> FRAGMENTO PROPORCIONADO:
▽
No cualquier cosa, por el mero hecho de haberte sucedido, es interesante para otro. Esto vale tanto para escribir como para conversar.


Los sueños ajenos son invariablemente aburridos. Nunca olvides que tus propios sueños, para el otro, son ajenos.


De tanto en tanto recordarás esta historia. Alguien le llevó un manuscrito a Antón Chéjov y le preguntó:
-¿Que hago maestro? ¿Lo publico o lo tiro a la basura?
- Publíquelo - dijo Chéjov - de tirarlo a la basura ya se encargaran los lectores.


PD: Después de habernos "aplastado" con el ingenio de estas frases, Abelardo Castillo nos hace un guiño de burla y nos dice, ya en tono más confidencial y un poco después de la última cerveza:

"No creas en las máximas de los escritores. Tampoco en estas. Lo que cautiva de una máxima es su brevedad; es decir, lo único que no tiene nada que ver con la verdad de una idea."

Escribir un cuento, Raymond Carver


Allá por la mitad de los sesenta empecé a notar los muchos problemas de concentración que me asaltaban ante las obras narrativas voluminosas. Durante un tiempo experimenté idéntica dificultad para leer tales obras como para escribirlas. Mi atención se despistaba; y decidí que no me hallaba en disposición de acometer la redacción de una novela. De todas formas, se trata de una historia angustiosa y hablar de ello puede resultar muy tedioso. Aunque no sea menos cierto que tuvo mucho que ver, todo esto, con mi dedicación a la poesía y a la narración corta. Verlo y soltarlo, sin pena alguna. Avanzar. Por ello perdí toda ambición, toda gran ambición, cuando andaba por los veintitantos años. Y creo que fue buena cosa que así me ocurriera. La ambición, y la buena suerte son algo magnífico para un escritor que desea hacerse como tal. Porque una ambición desmedida, acompañada del infortunio, puede matarlo. Hay que tener talento.

Son muchos los escritores que poseen un buen montón de talento; no conozco a escritor alguno que no lo tenga. Pero la única manera posible de contemplar las cosas, la única contemplación exacta, la única forma de expresar aquello que se ha visto, requiere algo más. El mundo según Garp es, por supuesto, el resultado de una visión maravillosa en consonancia con John Irving. También hay un mundo en consonancia con Flannery O'Connor, y otro con William Faulkner, y otro con Ernest Hemingway.
Hay mundos en consonancia con Cheever, Updike, Singer, Stanley Elkin, Ann Beattie, Cynthia Ozick, Donald Barthelme, Mary Robinson, William Kitredge, Barry Hannah, Ursula K. LeGuin... Cualquier gran escritor, o simplemente buen escritor, elabora un mundo en consonancia con su propia especificidad.
△
> ACCIÓN REQUERIDA 1: Nombra a todos los escritores que aparecen en las dos oraciones del fragmento que van desde "El mundo según Garp" hasta "Ernest Hemingway".
> ACCIÓN REQUERIDA 2: Según el fragmento, ¿qué es lo que cautiva de una máxima?
> ACCIÓN REQUERIDA 3: Repite sin cambios el pasaje del fragmento que empieza en "De tanto en" y termina en "a la basura?".

> DATOS EN BRUTO:
▽
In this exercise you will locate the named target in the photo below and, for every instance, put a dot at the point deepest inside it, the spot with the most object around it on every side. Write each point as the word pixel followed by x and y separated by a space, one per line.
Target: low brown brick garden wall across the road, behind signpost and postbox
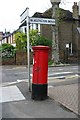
△
> RESPUESTA 1: John Irving, Flannery O'Connor, William Faulkner, Ernest Hemingway

> RESPUESTA 2: Su brevedad.

> RESPUESTA 3:
De tanto en tanto recordarás esta historia. Alguien le llevó un manuscrito a Antón Chéjov y le preguntó:
-¿Que hago maestro? ¿Lo publico o lo tiro a la basura?